- **Required action**: For each line of the data below, copy it if it holds the word "reflection".

'''

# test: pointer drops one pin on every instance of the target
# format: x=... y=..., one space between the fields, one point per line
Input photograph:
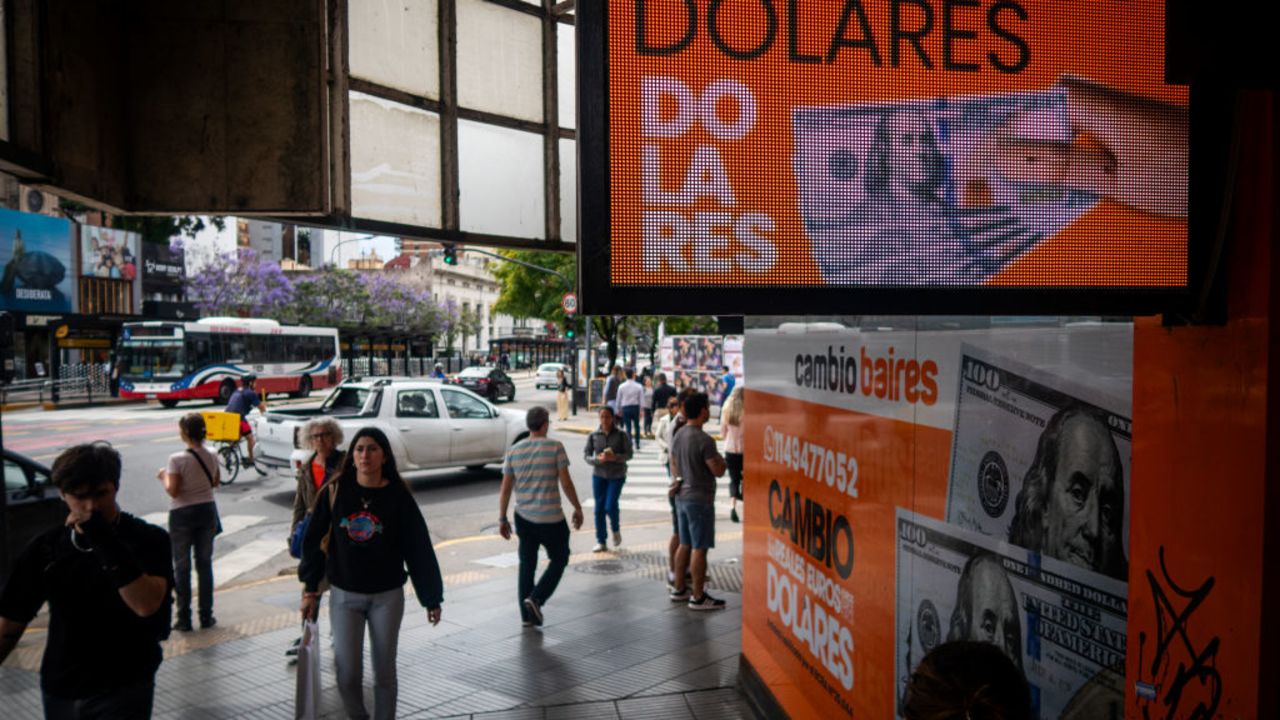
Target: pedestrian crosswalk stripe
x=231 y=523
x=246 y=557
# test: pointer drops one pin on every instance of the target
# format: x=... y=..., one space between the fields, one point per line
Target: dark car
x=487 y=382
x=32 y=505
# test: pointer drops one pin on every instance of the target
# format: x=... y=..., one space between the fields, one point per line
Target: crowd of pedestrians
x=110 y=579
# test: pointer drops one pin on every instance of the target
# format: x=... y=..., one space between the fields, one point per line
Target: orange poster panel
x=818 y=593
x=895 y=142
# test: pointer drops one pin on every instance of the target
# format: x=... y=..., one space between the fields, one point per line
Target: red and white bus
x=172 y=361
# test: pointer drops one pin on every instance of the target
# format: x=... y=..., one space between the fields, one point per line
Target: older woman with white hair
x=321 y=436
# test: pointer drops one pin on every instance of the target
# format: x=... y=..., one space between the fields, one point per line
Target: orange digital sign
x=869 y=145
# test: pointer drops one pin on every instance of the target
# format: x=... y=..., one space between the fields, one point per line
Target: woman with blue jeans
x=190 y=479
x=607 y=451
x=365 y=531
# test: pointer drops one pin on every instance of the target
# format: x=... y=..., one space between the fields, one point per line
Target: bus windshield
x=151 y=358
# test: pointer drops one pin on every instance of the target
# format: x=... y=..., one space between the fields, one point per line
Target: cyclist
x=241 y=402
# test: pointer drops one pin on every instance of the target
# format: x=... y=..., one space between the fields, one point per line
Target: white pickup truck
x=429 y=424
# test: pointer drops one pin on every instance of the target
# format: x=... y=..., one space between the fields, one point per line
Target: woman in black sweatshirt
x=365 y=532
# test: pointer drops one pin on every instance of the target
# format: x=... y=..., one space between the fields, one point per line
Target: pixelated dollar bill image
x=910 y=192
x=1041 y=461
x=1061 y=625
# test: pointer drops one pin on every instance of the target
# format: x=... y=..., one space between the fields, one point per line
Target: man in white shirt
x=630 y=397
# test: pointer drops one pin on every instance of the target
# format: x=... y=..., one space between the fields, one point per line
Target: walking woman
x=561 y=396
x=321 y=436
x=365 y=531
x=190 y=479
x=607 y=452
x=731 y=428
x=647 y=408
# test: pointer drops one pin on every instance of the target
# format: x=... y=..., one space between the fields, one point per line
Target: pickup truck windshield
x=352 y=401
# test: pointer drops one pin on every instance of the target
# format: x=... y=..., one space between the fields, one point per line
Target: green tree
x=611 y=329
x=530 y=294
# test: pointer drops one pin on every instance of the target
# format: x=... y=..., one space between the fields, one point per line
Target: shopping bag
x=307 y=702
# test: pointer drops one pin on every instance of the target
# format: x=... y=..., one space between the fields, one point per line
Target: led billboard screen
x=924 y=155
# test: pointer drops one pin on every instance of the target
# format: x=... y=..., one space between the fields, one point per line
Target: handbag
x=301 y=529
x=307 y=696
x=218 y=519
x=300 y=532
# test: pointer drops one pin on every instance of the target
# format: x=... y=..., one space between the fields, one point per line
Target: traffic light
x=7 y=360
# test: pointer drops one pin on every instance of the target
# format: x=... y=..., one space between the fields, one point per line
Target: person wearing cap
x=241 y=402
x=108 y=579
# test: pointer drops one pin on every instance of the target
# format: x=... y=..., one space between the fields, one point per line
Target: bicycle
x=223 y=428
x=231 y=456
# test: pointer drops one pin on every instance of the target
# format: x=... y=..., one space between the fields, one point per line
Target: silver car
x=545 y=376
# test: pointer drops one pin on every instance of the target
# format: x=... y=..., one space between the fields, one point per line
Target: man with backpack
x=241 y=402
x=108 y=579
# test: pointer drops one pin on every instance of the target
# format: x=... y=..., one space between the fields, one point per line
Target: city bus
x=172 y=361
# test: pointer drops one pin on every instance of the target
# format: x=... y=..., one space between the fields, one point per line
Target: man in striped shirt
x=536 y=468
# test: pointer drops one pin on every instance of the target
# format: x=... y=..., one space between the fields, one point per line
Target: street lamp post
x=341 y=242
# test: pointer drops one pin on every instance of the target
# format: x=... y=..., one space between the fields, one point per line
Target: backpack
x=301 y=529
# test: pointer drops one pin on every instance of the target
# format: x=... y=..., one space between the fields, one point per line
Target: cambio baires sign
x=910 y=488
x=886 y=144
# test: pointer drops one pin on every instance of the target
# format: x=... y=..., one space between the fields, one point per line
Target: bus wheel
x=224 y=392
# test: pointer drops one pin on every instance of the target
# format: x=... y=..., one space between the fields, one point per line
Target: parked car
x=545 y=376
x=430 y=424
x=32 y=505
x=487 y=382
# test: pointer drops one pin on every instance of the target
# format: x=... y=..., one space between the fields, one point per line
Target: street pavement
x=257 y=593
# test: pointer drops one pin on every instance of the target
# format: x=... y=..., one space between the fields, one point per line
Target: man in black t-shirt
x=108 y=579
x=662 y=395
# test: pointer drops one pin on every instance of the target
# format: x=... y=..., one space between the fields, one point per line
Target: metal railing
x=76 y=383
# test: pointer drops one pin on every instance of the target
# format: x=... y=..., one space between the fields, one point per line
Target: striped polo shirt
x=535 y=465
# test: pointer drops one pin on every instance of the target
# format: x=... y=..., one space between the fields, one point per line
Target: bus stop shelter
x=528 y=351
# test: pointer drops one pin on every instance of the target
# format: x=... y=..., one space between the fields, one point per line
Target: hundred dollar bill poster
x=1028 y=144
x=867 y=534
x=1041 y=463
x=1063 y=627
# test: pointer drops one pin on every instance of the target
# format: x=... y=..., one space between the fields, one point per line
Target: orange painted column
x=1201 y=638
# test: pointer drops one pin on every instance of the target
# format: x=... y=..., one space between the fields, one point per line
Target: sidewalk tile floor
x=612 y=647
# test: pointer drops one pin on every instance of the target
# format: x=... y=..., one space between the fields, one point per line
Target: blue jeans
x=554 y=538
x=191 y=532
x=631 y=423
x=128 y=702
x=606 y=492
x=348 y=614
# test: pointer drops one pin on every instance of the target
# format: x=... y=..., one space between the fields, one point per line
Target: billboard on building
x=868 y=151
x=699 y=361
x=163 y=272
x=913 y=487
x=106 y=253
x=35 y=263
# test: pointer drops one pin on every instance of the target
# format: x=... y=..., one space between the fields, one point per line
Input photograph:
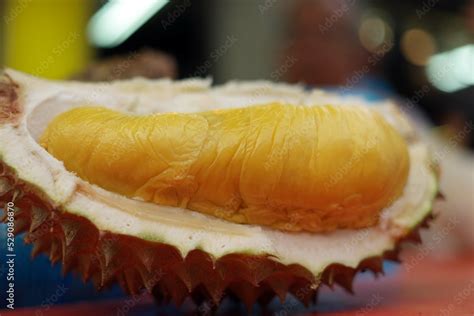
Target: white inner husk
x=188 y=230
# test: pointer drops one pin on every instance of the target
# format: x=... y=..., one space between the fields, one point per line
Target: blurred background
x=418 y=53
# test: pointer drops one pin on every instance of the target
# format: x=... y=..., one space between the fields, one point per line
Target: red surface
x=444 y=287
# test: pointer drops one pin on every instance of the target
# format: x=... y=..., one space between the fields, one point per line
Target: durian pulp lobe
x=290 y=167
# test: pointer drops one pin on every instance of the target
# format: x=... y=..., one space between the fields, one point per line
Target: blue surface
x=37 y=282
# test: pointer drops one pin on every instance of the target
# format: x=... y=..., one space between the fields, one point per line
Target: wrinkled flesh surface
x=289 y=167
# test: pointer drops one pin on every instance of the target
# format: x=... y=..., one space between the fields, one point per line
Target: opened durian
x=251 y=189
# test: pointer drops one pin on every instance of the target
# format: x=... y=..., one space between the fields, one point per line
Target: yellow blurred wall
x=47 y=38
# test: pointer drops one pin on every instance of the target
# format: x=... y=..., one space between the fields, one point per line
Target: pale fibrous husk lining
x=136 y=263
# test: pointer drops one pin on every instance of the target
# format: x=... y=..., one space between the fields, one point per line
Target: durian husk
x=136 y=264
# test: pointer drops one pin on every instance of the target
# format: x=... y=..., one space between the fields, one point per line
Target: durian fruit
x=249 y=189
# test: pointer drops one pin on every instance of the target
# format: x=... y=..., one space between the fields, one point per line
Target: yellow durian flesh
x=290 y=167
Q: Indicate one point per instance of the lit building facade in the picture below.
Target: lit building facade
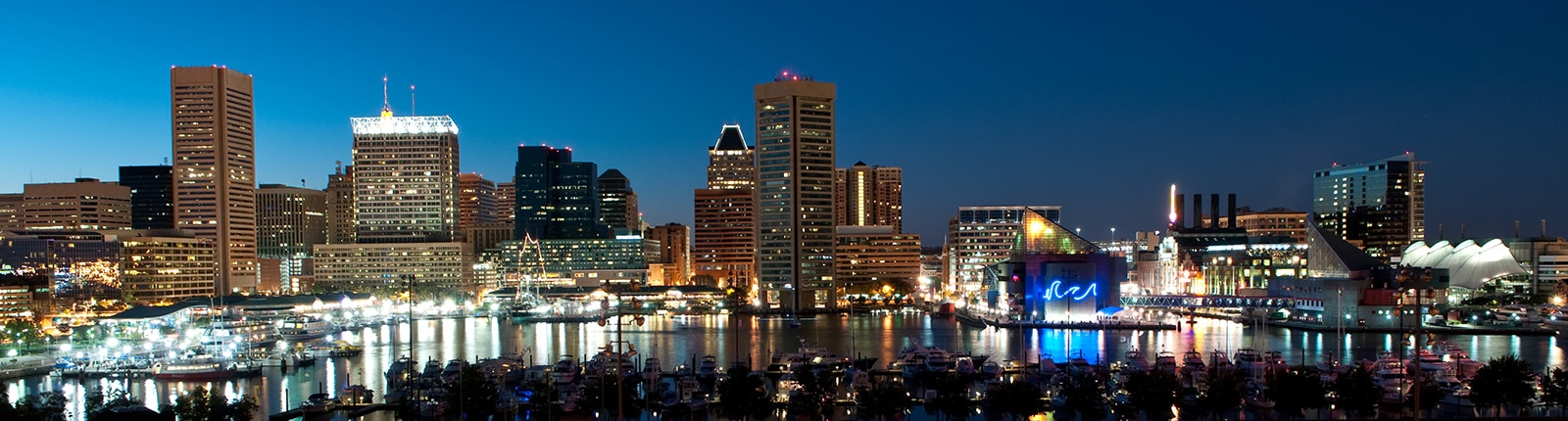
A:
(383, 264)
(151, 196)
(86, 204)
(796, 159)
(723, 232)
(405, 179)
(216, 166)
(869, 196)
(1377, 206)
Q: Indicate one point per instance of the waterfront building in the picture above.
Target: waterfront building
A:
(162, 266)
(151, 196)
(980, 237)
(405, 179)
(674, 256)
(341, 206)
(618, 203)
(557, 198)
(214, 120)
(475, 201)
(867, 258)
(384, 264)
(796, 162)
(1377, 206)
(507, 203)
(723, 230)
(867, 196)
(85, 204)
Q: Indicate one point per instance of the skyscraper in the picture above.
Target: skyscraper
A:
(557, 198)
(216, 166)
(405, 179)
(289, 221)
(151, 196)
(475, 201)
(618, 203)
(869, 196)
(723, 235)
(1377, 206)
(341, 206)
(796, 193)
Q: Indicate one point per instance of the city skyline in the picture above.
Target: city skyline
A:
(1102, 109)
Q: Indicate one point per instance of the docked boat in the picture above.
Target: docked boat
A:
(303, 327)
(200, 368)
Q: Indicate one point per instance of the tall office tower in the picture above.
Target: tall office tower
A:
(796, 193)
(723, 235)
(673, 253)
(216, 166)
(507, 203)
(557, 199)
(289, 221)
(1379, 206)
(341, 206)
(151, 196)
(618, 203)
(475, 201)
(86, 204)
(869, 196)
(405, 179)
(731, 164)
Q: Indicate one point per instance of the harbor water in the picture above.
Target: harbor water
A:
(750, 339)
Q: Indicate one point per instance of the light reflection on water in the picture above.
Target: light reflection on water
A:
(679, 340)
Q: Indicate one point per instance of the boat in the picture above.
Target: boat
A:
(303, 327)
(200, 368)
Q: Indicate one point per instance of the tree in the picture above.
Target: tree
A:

'''

- **Problem solution**:
Q: Indicate one point per instance of the light reflection on water in the picture above.
Target: light reflection on water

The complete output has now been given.